### [EXCERPT TO READ]
================================

# HELP!! Plants are turning brown



## Jason handoyo (Feb 11, 2017)

Hi guys, im new here and i need some urgent help !!

Age 6days old
Size: W50 x H35 x 30cm (60L)
Light: Chihiros 45w 8000k (5.5hours)
10cm above water surface
Filter: internal without carbon + lily pipe outflow
Co2: 3bps (indicator yellow)
24c (with chiller)
Substrate : bacter crystal, volcanic minerals, ANS Planta soil
Plants: HC
S.repens, AR mini, phonix moss
Rotala colorata
(All tropica 1-2-grow)

Water change: day 3 50%
Day 5 50%
Dosing:
Day 1 seachem potassium 1mg
Day 3 potassium 1mg
Day 5 potassium 2mg + EIHO Plant complete 5 drops

This morning is day 6 and i found this problem on my AR and S repens, browning leaves on the bottom part of the plants.
Rotala has been doing well so far.

================================

### [RECORDED INFORMATION]
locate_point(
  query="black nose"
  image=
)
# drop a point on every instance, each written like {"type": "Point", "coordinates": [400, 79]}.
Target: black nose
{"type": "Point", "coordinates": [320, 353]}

================================

### [EXERCISES]
1. Answer these from the aquarium forum post:
(a) How many days old is the tank?
(b) At what temperature is the water kept, and with what?
(c) Which plant has been doing well so far?
2. Sum up the aquarium forum post in two sentences.
3. Please extend the aquarium forum post from where it stops.

### [ANSWER SET]
1.
(a) 6 days
(b) 24c, with a chiller
(c) Rotala colorata

2. A new forum member asks for urgent help with a 6-day-old 60L tank planted with Tropica 1-2-Grow plants, listing its light, filter, CO2, temperature, substrate, water changes and dosing schedule. On day 6 the AR mini and S. repens show browning leaves on the bottom part of the plants, while the Rotala has been doing well.

3.
Pls guys need some help here, i dun wan my babies to die off slowly 1 by 1.. ????thx in advance

Attached is day2, day6, and the browning on AR & S.repens


----------



## hoppycalif (Apr 7, 2005)

Your plants look good to me. It takes more than 6 days for newly set out plants to do any significant growing. In fact, many plants have been grown emersed (in the air, not submersed in water), so the leaves are not the right type for growing in water. With those the existing leaves tend to die back and new submersed configuration leaves start growing. Even cuttings from submersed plants can take a few days to recover from the change in conditions before they start to do any real growing. I suggest you wait another week before deciding if you have a problem.

I'm not familiar with that light fixture, so I can't guess how bright it is, and therefore I can't guess whether you are fertilizing appropriately. Do you know what your GH and KH are? Some tap water doesn't have enough calcium or magnesium so you need to add some GH booster, like Seachem Equilibrium, but I can't tell what your water is like, since you didn't say where you live.


----------



## Jason handoyo (Feb 11, 2017)

Ops forgot to mention..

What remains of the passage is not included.